* Page text:
______
In the end, the status of Debtors as tenants at sufferance is not legally inconsistent with being a conscious trespasser and the bankruptcy court implicitly so found. See generally Brady v. Scott, 175 So. 724, 725 (Fla. 1937) ("[A] tenant at sufferance is the most shadowy estate recognized at common law and practically the only distinction between such a tenant's holding and the possession of a trespasser is that the landowner may, by his acquiescence at any time base upon the tenancy at sufferance the relation of landlord and tenant, which he cannot establish at law against a mere trespasser, and that the tenant cannot be subjected to an action in trespass before entry or demand for possession.").

In sum, the FED action did not bar JLE's separate action for trespass or trespass damages. See A.R.S. § 12-1183. Based on the record before us, the bankruptcy court properly found Debtors were trespassers under Arizona law when they continued in possession of Dairy I after the trustee's sale.

2. The bankruptcy court did not immunize Debtors from liability for their postpetition trespass.
______
* Dataset entries:
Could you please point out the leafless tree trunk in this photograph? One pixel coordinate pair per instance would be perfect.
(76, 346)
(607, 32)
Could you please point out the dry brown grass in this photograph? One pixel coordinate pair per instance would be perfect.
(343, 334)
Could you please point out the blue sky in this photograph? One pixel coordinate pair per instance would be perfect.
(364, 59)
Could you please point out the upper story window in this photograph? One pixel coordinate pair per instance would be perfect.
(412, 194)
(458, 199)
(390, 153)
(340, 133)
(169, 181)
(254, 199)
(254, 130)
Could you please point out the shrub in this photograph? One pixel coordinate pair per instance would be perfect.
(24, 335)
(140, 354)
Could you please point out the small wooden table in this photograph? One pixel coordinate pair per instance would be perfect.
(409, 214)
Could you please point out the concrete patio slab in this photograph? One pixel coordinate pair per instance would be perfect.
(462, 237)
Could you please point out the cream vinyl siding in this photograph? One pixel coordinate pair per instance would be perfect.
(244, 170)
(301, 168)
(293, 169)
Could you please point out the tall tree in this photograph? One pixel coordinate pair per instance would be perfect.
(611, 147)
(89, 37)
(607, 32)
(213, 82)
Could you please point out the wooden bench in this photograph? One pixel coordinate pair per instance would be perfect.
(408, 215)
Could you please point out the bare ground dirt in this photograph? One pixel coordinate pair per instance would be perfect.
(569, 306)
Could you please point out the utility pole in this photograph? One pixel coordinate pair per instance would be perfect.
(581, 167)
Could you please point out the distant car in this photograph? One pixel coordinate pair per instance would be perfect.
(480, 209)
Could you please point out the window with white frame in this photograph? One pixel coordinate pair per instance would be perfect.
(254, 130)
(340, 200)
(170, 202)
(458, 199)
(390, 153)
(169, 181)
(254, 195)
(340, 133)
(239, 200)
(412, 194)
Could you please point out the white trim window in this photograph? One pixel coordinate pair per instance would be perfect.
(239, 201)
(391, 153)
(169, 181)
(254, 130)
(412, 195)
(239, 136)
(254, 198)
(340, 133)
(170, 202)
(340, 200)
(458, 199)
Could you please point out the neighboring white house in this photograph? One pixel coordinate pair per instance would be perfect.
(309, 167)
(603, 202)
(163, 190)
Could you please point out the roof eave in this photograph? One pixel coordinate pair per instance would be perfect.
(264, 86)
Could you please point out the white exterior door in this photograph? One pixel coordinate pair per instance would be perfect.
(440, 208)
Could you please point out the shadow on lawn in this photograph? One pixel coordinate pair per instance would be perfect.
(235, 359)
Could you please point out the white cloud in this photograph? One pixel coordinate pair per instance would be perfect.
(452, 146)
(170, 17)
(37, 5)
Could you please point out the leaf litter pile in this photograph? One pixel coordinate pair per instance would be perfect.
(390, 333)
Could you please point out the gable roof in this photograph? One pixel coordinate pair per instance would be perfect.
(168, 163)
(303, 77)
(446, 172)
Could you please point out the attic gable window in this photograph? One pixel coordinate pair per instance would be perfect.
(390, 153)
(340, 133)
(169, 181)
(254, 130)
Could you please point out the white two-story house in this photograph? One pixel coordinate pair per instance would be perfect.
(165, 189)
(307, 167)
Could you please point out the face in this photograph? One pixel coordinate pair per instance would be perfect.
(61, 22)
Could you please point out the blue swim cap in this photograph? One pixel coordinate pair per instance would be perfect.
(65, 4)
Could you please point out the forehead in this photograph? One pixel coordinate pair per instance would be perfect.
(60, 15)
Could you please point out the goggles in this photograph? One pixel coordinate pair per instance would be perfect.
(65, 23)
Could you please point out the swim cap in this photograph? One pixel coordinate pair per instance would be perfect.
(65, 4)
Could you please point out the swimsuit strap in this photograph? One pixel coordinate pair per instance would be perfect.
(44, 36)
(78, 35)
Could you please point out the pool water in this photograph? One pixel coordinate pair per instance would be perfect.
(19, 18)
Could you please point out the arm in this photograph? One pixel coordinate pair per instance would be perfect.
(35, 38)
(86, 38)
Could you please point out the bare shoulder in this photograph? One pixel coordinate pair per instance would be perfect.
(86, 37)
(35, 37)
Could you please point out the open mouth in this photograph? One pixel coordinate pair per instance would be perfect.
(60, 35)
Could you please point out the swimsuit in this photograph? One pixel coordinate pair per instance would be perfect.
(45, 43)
______
* Exercise requirements:
1. According to the court opinion excerpt, what did the bankruptcy court properly find about Debtors under Arizona law?
2. Repeat the part of the listing that opens with the line containing "Could you please point out the arm" and runs through the end of the listing, including both ends.
The court opinion excerpt and the listing are unrelated to each other.

* Answers for this exercise:
1. It found that Debtors were trespassers when they continued in possession of Dairy I after the trustee's sale.

2.
Could you please point out the arm in this photograph? One pixel coordinate pair per instance would be perfect.
(35, 38)
(86, 38)
Could you please point out the bare shoulder in this photograph? One pixel coordinate pair per instance would be perfect.
(86, 37)
(35, 37)
Could you please point out the open mouth in this photograph? One pixel coordinate pair per instance would be perfect.
(60, 35)
Could you please point out the swimsuit in this photograph? One pixel coordinate pair per instance would be perfect.
(45, 43)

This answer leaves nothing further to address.